---------- Texte source
D’autre part, il a été constaté que les attentats sont la plupart du temps le fait de groupes de trois ou quatre hommes. En conséquence, il est très vivement recommandé aux Français musulmans de circuler isolément, les petits groupes risquant de paraître suspects aux rondes et patrouilles de police.
Enfin, le préfet de police a décidé que les débits de boissons tenus et fréquentés par des Français musulmans d’Algérie doivent fermer chaque jour à 19 heures.
Fait à Paris, le 5 octobre 1961,
Maurice Papon, Préfet de Police.
Ahcène
Témoignage exhumé puis lu par bribes pendant la scène
je m’appelle Ahcène,
j’ai 21 ans.
depuis le couvre-feu, on n’a plus le droit de sortir le soir à partir de sept heures,
et jusqu’à cinq heures le lendemain matin.
en plus de ça, on ne peut pas sortir en groupe, à plus de trois ou quatre.
ce jour-là, je suis remonté dans ma chambre après manger,
il y avait le copain qui habite avec moi.
il m’a dit : « il y a une manifestation, tu y vas ? »
j’ai dit : « si toi, tu y vas, moi, j’y vais ! »
je suis descendu et j’ai dit à mon oncle que j’allais manifester,
il m’a dit : « tu n’y vas pas tout seul, tu ne connais personne,
tu ne sais pas où tu vas, viens avec moi ! »
on commence à marcher dans la rue Maître Albert,
on est trois,
on se dirige vers Saint Michel.
--------------------
---------- Données enregistrées
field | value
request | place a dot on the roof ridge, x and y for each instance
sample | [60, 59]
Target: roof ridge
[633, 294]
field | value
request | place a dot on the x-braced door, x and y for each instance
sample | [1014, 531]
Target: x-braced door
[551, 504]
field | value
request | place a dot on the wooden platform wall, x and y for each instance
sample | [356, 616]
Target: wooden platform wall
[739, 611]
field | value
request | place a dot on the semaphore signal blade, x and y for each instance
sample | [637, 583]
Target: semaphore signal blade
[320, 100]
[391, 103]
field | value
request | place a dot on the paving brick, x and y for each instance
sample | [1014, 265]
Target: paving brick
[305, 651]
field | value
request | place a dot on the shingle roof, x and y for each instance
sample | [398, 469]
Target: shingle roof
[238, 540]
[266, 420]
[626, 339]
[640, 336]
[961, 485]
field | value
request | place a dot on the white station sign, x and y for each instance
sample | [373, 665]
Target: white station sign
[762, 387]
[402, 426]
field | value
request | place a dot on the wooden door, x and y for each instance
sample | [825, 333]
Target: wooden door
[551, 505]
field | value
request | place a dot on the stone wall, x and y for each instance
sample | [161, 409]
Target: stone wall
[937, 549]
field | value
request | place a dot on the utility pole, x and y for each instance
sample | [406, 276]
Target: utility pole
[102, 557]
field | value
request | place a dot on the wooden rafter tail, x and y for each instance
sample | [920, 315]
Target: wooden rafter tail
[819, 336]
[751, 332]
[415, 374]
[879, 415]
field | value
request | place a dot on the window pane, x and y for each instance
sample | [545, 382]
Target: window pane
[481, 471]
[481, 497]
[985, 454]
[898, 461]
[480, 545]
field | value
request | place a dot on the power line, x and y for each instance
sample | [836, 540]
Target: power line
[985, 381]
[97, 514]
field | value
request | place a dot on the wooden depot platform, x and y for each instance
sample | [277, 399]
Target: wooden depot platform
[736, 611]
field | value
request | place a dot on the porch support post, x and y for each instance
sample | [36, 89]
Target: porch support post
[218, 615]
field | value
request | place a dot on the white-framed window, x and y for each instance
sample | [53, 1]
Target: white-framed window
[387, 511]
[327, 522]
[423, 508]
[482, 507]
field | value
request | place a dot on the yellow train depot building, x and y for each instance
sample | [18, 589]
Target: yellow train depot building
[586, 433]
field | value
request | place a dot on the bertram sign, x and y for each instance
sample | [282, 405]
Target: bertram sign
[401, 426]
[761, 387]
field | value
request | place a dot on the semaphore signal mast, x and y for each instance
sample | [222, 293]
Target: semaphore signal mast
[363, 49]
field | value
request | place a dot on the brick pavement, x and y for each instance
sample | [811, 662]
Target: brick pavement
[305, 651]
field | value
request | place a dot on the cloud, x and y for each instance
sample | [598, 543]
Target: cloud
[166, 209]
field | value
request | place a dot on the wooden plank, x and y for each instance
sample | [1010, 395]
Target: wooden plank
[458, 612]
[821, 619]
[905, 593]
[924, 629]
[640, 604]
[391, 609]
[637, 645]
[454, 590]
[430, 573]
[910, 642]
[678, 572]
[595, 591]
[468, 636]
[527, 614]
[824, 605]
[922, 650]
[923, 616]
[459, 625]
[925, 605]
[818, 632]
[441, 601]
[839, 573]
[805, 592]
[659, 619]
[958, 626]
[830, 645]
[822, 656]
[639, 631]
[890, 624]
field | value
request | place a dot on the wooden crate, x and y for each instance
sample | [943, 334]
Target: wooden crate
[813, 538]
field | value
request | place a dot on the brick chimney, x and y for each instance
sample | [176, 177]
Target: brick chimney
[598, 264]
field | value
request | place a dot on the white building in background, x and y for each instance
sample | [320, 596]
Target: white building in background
--------------------
Consigne
Renommez « Ahcène » en « Mohamed » dans le passage du texte source qui commence à « D’autre part, il » et se termine à « j’ai 21 ans. », puis redonnez ce passage.

Réponse ci-dessous
D’autre part, il a été constaté que les attentats sont la plupart du temps le fait de groupes de trois ou quatre hommes. En conséquence, il est très vivement recommandé aux Français musulmans de circuler isolément, les petits groupes risquant de paraître suspects aux rondes et patrouilles de police.
Enfin, le préfet de police a décidé que les débits de boissons tenus et fréquentés par des Français musulmans d’Algérie doivent fermer chaque jour à 19 heures.
Fait à Paris, le 5 octobre 1961,
Maurice Papon, Préfet de Police.
Mohamed
Témoignage exhumé puis lu par bribes pendant la scène
je m’appelle Mohamed,
j’ai 21 ans.